# START OF Given records

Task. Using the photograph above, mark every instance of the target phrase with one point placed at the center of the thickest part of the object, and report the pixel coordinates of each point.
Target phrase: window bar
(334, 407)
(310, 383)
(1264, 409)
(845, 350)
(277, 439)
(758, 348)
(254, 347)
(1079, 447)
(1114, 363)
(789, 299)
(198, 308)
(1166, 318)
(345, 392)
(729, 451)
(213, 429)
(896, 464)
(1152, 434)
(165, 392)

# END OF Given records

| What the task asks |
Send back each record exactly as it stands.

| Solution to the problem |
Task. Using the photograph above, mark every instance of the target phrase with one point placed at the center of the thickest part of the object, and report the pixel coordinates of each point.
Target phrase: window bar
(334, 407)
(310, 383)
(1264, 409)
(845, 350)
(277, 439)
(758, 348)
(254, 347)
(1079, 447)
(1114, 363)
(789, 299)
(198, 308)
(1166, 318)
(345, 392)
(729, 451)
(213, 429)
(896, 464)
(1152, 434)
(165, 392)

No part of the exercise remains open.